**Directions for this task:**
Report how many lines of the listing below contain the string "object", counting only matches with the same capitalization. Give the number alone.
*** Task inputs ***
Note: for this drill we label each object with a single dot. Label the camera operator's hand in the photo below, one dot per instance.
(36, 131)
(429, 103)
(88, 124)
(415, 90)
***
**Exercise output:**
1